* Job:
Rewrite the lines from the one containing "subject: dog's right ear" through the end, putting "left ear" wherever "right ear" appears and leaving everything else unchanged.

* Extracted records:
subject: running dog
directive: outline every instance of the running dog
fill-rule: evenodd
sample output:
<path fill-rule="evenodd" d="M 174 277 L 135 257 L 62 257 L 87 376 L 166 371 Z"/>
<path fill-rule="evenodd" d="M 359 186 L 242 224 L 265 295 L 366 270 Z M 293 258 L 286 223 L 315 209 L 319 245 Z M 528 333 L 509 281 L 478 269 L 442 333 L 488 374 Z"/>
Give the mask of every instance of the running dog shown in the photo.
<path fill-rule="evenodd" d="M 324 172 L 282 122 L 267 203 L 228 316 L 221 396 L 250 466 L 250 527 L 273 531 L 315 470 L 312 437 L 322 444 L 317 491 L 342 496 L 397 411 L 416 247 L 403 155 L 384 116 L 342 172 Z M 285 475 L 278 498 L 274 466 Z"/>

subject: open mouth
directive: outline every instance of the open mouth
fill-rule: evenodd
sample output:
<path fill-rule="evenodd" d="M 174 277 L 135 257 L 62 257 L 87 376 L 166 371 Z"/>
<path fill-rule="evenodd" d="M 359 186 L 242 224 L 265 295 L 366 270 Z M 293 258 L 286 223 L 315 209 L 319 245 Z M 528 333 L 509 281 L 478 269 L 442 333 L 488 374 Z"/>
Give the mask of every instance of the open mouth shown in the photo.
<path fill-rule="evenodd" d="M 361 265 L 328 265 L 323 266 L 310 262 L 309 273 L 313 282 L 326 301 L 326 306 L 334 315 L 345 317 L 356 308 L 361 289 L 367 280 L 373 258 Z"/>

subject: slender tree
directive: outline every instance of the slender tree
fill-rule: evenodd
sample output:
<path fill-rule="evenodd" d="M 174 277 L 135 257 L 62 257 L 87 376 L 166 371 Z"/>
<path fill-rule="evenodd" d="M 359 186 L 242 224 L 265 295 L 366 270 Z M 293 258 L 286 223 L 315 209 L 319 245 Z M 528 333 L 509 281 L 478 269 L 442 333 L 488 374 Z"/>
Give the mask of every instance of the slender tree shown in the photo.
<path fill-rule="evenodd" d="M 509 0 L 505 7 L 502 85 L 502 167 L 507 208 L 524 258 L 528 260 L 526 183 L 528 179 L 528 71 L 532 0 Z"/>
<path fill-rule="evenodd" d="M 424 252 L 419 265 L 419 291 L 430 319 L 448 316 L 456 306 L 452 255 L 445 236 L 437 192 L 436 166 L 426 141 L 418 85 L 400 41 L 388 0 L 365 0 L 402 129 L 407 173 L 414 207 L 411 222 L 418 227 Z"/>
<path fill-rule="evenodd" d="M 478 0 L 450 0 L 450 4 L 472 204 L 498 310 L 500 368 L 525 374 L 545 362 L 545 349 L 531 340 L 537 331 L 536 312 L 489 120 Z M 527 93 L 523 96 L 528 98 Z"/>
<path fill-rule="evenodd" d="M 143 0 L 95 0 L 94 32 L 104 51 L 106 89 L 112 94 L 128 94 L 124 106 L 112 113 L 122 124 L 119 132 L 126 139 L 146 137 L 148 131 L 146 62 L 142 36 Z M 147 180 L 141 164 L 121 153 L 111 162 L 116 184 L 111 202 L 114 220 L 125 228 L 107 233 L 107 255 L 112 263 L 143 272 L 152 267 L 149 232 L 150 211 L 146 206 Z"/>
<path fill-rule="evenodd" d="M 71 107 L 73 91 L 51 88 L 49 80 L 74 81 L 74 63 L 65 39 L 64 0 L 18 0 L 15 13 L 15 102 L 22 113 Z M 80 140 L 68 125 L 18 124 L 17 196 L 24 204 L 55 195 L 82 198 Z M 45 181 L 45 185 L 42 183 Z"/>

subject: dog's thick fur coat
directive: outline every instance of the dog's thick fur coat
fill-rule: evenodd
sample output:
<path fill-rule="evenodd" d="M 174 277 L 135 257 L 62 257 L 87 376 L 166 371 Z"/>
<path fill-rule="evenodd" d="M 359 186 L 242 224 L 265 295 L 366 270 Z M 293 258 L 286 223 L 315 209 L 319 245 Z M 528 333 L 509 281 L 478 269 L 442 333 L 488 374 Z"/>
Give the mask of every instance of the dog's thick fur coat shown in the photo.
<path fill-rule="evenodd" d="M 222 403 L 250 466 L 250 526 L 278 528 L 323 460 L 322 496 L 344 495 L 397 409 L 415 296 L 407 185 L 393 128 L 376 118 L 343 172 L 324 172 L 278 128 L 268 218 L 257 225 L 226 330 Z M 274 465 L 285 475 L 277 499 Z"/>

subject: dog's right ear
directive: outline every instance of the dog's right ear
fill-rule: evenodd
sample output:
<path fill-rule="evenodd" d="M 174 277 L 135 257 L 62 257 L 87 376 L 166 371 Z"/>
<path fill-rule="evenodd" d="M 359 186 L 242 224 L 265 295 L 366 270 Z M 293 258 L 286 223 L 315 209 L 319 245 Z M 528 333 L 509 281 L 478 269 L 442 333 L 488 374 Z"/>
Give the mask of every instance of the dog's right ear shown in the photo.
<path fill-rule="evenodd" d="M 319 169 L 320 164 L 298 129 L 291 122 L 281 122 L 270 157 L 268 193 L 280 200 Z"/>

* Result for this task:
subject: dog's left ear
directive: outline every instance of the dog's left ear
fill-rule: evenodd
sample output:
<path fill-rule="evenodd" d="M 174 277 L 135 257 L 62 257 L 87 376 L 166 371 Z"/>
<path fill-rule="evenodd" d="M 359 186 L 242 224 L 265 295 L 366 270 Z M 293 258 L 286 223 L 315 209 L 319 245 Z M 528 333 L 509 281 L 478 269 L 442 333 L 488 374 Z"/>
Give the mask of every instance of the dog's left ear shown in the photo.
<path fill-rule="evenodd" d="M 319 169 L 320 164 L 298 129 L 291 122 L 281 122 L 270 157 L 268 193 L 280 200 Z"/>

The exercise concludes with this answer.